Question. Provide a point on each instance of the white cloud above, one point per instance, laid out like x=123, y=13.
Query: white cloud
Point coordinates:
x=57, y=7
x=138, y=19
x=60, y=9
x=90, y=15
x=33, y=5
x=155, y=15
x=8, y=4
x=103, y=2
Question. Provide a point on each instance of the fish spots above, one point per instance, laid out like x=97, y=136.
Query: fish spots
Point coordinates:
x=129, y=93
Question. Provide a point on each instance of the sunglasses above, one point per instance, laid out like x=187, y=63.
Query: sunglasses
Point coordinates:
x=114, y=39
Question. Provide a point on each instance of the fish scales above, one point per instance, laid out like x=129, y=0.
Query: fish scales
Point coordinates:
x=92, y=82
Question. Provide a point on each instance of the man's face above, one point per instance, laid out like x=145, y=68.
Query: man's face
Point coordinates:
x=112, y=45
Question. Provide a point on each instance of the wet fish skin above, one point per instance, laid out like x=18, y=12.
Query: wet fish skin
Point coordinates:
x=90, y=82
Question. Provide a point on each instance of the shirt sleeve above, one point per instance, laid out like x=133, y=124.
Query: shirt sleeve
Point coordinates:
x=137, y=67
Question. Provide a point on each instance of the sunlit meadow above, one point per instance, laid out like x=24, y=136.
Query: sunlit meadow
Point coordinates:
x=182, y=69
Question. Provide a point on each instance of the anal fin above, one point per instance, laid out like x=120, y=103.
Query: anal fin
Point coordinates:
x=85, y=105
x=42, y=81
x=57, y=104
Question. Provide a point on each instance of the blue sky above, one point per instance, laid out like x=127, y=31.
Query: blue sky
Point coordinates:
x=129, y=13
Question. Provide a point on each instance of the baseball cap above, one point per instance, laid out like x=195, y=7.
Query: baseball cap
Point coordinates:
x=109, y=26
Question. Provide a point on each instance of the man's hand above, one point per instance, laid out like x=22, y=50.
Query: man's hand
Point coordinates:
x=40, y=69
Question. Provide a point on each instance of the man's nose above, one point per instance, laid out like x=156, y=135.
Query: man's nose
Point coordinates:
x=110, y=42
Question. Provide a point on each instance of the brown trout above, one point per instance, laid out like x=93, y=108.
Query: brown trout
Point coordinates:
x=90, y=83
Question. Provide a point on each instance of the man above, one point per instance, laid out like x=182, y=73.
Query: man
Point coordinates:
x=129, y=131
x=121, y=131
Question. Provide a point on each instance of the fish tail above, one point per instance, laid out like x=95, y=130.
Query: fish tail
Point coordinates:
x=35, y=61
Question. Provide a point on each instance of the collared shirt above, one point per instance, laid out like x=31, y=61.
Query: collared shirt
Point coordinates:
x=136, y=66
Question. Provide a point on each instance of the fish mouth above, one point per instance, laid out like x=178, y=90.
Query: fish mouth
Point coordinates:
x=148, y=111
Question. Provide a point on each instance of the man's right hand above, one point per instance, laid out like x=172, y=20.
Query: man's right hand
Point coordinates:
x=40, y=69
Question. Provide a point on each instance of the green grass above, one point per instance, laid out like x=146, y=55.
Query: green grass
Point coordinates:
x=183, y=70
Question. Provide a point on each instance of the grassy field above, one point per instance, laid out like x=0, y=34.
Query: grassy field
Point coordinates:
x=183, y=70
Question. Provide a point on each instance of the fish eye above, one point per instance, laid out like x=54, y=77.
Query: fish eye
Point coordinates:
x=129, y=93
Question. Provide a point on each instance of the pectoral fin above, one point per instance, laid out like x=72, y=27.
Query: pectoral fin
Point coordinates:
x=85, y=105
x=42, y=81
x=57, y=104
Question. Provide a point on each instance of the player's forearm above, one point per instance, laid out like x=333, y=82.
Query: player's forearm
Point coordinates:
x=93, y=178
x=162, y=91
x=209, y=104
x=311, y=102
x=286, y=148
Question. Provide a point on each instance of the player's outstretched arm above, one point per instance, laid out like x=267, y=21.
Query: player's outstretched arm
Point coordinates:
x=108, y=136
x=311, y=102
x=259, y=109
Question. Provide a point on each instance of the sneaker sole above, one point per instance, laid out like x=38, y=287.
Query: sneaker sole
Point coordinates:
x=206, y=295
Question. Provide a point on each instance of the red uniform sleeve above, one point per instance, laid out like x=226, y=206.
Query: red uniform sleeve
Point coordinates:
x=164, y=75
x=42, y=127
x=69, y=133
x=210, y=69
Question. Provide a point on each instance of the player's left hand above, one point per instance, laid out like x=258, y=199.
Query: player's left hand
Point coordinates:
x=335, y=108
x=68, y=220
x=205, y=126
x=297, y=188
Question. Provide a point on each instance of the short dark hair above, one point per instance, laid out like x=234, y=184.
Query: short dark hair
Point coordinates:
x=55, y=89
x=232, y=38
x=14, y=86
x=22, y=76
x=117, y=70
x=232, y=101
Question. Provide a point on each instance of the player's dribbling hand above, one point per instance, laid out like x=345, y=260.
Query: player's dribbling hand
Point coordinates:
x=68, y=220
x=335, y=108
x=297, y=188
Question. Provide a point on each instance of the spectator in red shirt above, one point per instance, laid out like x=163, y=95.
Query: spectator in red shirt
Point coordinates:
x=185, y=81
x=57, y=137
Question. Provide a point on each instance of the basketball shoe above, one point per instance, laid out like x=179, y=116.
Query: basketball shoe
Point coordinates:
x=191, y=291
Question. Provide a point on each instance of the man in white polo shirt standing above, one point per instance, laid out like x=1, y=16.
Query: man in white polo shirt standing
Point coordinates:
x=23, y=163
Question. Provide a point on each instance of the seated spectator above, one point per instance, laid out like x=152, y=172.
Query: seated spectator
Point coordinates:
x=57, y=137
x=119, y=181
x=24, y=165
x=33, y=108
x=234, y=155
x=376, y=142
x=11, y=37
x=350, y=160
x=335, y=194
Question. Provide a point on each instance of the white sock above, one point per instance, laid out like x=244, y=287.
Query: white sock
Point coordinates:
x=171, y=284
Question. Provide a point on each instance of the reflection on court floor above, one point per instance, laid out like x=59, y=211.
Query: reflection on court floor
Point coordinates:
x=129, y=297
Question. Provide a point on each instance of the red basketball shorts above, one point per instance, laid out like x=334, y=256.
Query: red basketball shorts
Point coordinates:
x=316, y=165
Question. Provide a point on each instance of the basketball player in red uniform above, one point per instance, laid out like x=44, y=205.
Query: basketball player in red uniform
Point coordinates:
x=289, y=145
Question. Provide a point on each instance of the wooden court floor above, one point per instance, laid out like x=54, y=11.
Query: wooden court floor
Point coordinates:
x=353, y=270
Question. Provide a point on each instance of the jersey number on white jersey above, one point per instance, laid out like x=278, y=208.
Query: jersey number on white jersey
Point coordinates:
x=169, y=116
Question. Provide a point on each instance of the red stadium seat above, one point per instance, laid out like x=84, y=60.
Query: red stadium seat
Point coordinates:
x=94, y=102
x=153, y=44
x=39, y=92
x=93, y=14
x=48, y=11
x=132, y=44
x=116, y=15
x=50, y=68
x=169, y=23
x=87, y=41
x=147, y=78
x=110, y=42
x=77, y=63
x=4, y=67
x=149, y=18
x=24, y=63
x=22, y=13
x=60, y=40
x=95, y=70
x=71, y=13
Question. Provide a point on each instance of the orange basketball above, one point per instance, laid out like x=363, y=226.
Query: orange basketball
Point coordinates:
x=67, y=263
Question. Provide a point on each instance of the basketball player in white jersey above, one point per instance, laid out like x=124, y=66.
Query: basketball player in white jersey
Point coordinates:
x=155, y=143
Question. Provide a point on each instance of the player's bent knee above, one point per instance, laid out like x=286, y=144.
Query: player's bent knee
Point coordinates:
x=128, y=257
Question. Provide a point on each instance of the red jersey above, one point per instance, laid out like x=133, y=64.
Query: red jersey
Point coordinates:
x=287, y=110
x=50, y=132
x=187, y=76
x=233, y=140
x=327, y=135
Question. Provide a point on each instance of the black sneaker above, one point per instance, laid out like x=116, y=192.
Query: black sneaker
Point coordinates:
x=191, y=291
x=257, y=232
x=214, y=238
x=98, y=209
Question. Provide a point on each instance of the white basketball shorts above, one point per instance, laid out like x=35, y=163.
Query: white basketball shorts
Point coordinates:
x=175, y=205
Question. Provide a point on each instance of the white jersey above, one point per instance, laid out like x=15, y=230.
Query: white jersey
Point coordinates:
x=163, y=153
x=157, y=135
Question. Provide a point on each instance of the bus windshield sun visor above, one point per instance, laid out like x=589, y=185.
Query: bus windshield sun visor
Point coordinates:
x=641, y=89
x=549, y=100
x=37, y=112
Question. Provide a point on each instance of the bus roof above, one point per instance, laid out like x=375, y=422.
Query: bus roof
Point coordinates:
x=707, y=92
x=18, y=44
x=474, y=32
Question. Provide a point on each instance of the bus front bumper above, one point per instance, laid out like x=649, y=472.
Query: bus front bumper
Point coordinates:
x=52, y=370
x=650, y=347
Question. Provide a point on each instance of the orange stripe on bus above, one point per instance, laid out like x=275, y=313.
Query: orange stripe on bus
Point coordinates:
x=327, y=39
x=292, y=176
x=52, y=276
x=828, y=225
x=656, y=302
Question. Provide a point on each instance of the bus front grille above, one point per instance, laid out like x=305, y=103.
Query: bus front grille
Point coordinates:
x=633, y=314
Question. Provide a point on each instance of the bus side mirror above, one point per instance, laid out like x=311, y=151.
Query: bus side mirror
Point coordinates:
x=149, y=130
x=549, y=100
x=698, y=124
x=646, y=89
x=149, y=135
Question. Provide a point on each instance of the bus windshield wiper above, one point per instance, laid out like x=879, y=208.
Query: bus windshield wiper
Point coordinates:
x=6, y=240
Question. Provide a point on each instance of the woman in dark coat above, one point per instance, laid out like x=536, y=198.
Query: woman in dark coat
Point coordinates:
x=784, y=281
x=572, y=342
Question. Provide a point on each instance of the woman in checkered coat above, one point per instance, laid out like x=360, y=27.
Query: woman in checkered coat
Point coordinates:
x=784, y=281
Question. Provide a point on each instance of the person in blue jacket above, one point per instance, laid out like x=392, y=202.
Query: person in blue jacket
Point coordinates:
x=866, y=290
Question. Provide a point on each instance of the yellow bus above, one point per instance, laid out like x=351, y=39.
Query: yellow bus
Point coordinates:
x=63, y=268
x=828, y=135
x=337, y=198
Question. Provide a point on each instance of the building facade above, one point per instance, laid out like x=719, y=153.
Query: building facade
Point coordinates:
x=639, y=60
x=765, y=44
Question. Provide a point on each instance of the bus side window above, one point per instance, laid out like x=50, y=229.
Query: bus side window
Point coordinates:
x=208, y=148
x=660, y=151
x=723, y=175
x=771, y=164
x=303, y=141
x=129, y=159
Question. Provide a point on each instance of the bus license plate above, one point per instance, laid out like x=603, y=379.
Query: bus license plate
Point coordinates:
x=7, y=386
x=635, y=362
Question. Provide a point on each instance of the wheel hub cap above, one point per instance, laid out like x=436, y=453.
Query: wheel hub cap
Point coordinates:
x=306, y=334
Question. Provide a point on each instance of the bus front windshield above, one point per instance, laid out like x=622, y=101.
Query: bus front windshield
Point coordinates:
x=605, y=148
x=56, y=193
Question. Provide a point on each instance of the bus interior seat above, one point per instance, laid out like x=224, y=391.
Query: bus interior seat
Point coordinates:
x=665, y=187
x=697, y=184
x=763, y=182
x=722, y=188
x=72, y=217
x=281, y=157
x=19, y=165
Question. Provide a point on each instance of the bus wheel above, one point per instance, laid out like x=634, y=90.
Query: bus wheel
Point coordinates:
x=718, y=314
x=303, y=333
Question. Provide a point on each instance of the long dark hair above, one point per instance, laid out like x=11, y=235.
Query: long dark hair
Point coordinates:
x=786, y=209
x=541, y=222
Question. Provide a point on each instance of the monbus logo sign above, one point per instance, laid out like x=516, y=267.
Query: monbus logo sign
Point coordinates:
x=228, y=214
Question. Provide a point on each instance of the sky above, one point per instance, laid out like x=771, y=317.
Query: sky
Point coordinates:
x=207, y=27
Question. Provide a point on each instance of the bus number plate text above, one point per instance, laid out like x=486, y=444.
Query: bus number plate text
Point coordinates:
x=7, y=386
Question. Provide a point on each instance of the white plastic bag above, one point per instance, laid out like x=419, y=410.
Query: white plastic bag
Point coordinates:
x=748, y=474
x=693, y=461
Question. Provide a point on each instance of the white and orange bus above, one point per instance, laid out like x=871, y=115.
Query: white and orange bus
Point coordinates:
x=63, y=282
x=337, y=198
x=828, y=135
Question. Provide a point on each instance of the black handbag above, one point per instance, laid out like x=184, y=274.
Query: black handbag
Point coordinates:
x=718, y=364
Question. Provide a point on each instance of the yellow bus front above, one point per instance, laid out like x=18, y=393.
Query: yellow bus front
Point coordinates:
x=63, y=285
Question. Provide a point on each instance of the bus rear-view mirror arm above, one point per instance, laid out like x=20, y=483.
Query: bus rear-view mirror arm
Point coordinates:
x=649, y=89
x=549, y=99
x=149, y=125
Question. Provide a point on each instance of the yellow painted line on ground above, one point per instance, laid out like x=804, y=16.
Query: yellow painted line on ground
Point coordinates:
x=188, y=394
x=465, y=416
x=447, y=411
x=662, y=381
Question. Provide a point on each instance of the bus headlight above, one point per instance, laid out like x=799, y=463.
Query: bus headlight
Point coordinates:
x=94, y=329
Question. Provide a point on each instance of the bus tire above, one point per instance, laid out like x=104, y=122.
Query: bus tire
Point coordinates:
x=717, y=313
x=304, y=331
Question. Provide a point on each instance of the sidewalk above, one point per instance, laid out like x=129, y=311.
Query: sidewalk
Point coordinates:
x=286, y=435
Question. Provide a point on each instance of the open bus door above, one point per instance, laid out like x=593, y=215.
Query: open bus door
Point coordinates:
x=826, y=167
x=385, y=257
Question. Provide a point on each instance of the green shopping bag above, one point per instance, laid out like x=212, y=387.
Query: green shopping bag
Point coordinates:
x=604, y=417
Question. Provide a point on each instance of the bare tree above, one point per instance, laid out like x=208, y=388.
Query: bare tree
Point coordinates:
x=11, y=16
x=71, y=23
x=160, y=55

# # #

Exercise description:
Copy out the records word for word, everything from the line containing "Question. Provide a point on each instance of the bus wheel" down to the line containing "x=228, y=214", both of those lines included.

Finished exercise:
Question. Provide a point on each instance of the bus wheel above, one point per instance, laid out like x=634, y=90.
Query: bus wheel
Point coordinates:
x=718, y=314
x=303, y=333
Question. Provide a point on each instance of the long dark hair above, one point per instance, laid out like x=11, y=235.
Query: long dark hair
Point coordinates:
x=786, y=209
x=541, y=222
Question. Provide a point on each instance of the monbus logo sign above, one point per instance, laid out like x=516, y=267.
Query: monbus logo sign
Point coordinates:
x=228, y=214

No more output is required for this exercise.